Recorded information —
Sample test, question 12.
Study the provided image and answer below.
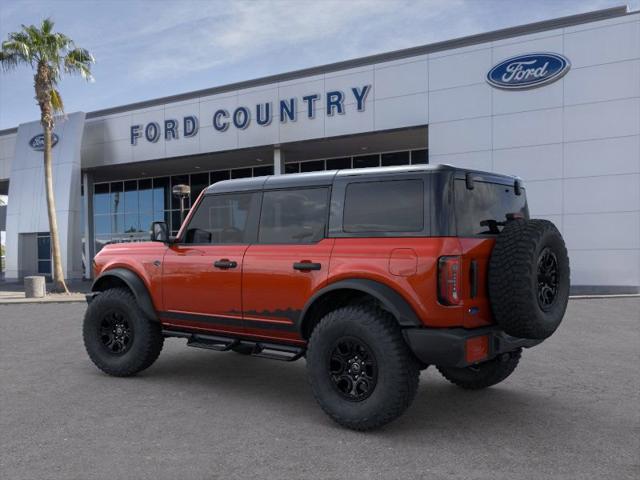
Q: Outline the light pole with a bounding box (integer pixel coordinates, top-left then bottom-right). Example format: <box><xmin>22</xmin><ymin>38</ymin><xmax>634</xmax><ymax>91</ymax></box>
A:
<box><xmin>172</xmin><ymin>184</ymin><xmax>191</xmax><ymax>225</ymax></box>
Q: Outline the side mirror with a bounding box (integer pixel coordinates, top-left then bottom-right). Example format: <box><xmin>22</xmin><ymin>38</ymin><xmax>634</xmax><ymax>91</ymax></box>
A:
<box><xmin>150</xmin><ymin>221</ymin><xmax>169</xmax><ymax>242</ymax></box>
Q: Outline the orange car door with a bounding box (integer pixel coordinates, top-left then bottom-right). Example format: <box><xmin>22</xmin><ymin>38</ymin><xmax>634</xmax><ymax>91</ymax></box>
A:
<box><xmin>242</xmin><ymin>187</ymin><xmax>333</xmax><ymax>343</ymax></box>
<box><xmin>161</xmin><ymin>191</ymin><xmax>260</xmax><ymax>335</ymax></box>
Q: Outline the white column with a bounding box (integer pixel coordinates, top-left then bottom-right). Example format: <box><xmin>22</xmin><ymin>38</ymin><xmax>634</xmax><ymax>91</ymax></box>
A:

Exercise details — Give back the entries verbatim but drop every picture.

Answer box —
Sample test, question 12.
Study the provided image and answer below.
Q: Outline the light pole with a bounding box (integer pixel coordinates, top-left then bottom-right). Example format: <box><xmin>22</xmin><ymin>38</ymin><xmax>634</xmax><ymax>91</ymax></box>
A:
<box><xmin>172</xmin><ymin>184</ymin><xmax>191</xmax><ymax>225</ymax></box>
Q: Outline the side mirror with a bounding box (integer pixel coordinates, top-left then bottom-right). Example format: <box><xmin>22</xmin><ymin>38</ymin><xmax>634</xmax><ymax>91</ymax></box>
A:
<box><xmin>150</xmin><ymin>221</ymin><xmax>169</xmax><ymax>242</ymax></box>
Q: Outline the orange car door with a bounding box (integer pixel coordinates, top-left then bottom-right). Example format: <box><xmin>22</xmin><ymin>38</ymin><xmax>634</xmax><ymax>91</ymax></box>
A:
<box><xmin>242</xmin><ymin>187</ymin><xmax>333</xmax><ymax>343</ymax></box>
<box><xmin>161</xmin><ymin>191</ymin><xmax>260</xmax><ymax>335</ymax></box>
Q: Outline the white column with a bounding box (integer pixel coordinates, top-left then bottom-right). Example format: <box><xmin>22</xmin><ymin>38</ymin><xmax>634</xmax><ymax>91</ymax></box>
A:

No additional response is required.